#### [EXCERPT TO READ]
----------

For the nation's working population, the AIDS crisis is not an abstract social or medical problem. We confront the problems of AIDS in the workplace every day.
AIDS patients are increasingly demanding the right to keep their jobs and remain at work. Meanwhile, their co-workers, concerned for their own health and their families' well-being, are coming forward in growing numbers with demands that AIDS patients be isolated or removed from the workplace. And employers, concerned about morale and productivity, are trying to balance the rights of AIDS patients and other workers, using legal standards that the courts have only begun to define.
Just last week, a federal judge in Los Angeles refused to halt the transfer of an Orange County teacher afflicted with AIDS to a desk job outside the classroom. But the impact of that decision should not be misread: The workplace rights of most AIDS patients appear to be securely protected in California, perhaps more than in any other state.
Last week's ruling was narrow, focusing on the plight of an individual teacher who, in my judgment, stands a good chance of eventually winning his case. Indeed, the California Legislature and state agencies have provided extensive protection for AIDS patients, far surpassing the guarantees under federal law.
To begin with, a 1985 state law has the practical effect of barring employers from testing job applicants or employees for AIDS.
In addition, the California Fair Employment and Housing Commission in a recent decision held that AIDS is a "physical handicap" protected under state law. In that case, the commission ruled that Raytheon Co. had unlawfully discriminated against an AIDS patient who wanted to, and could, continue to work when it placed him on an involuntary leave of absence.
The commission found discrimination even though the employer provided disability benefits. Thus, according to the commission, California employers may not refuse to hire, discipline or fire workers simply because they have AIDS.
On top of the protection provided by state law, local ordinances have been adopted in cities such as Los Angeles to try to thwart employment discrimination. The Los Angeles ordinance bars employers from taking any action to "limit, segregate or classify" AIDS patients in any way affecting employment opportunities.
All of the federal, state and local laws notwithstanding, there is some question about what the courts will do. Take, for example, last week's federal court ruling in Los Angeles.
In that case, Vincent Chalk, an Orange County teacher with AIDS, challenged under a narrow federal law the county education department's decision to remove him from the classroom. The department told Chalk that he posed a potential threat to students and other faculty. Siding with that position, U.S. District Judge William P. Gray said, "If I put the fellow back in the classroom and I am wrong, it could well be catastrophic."
But that decision was a departure from prior federal court rulings, including a U.S. Supreme Court case that protected people with contagious diseases such as tuberculosis--and possibly AIDS--against discrimination. Thus, Chalk stands a good chance of ultimately winning his court battle to be reinstated as a classroom teacher.
Many people who work beside AIDS patients are sure to watch the legal developments closely. Managers sometimes are alerted by one or more of their employees of the suspicion that another worker has AIDS. Often, co-workers demand that the employer test the suspected AIDS patient, disclose the results to others who work nearby and, if the test is positive, remove the AIDS patient from the workplace.
California employers, however, should do nothing of the sort. First, there are the bans on requiring AIDS tests and on denying work to AIDS patients, as long as they still can perform the job without endangering anyone's health. Since current medical knowledge indicates that AIDS cannot be communicated through normal workplace interaction, an employer cannot terminate an AIDS patient simply because of the preferences of his fellow employees. Even isolating an AIDS patient in a special office or other work area away from other employees probably amounts to prohibited "physical handicap" discrimination under state, if not federal, law.

----------

Please write out the passage of the article on AIDS in the workplace word for word, starting at "On top of the" and ending at "affecting employment opportunities.".

#### [INFORMATION PROVIDED]
----------

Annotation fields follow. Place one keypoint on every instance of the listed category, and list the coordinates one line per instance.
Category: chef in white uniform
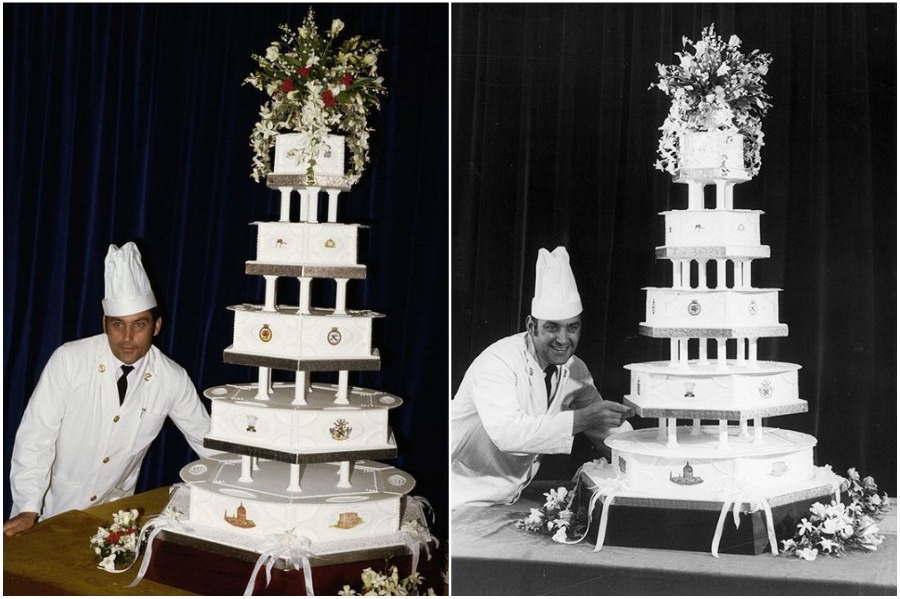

----------

#### [REPLY]
On top of the protection provided by state law, local ordinances have been adopted in cities such as Los Angeles to try to thwart employment discrimination. The Los Angeles ordinance bars employers from taking any action to "limit, segregate or classify" AIDS patients in any way affecting employment opportunities.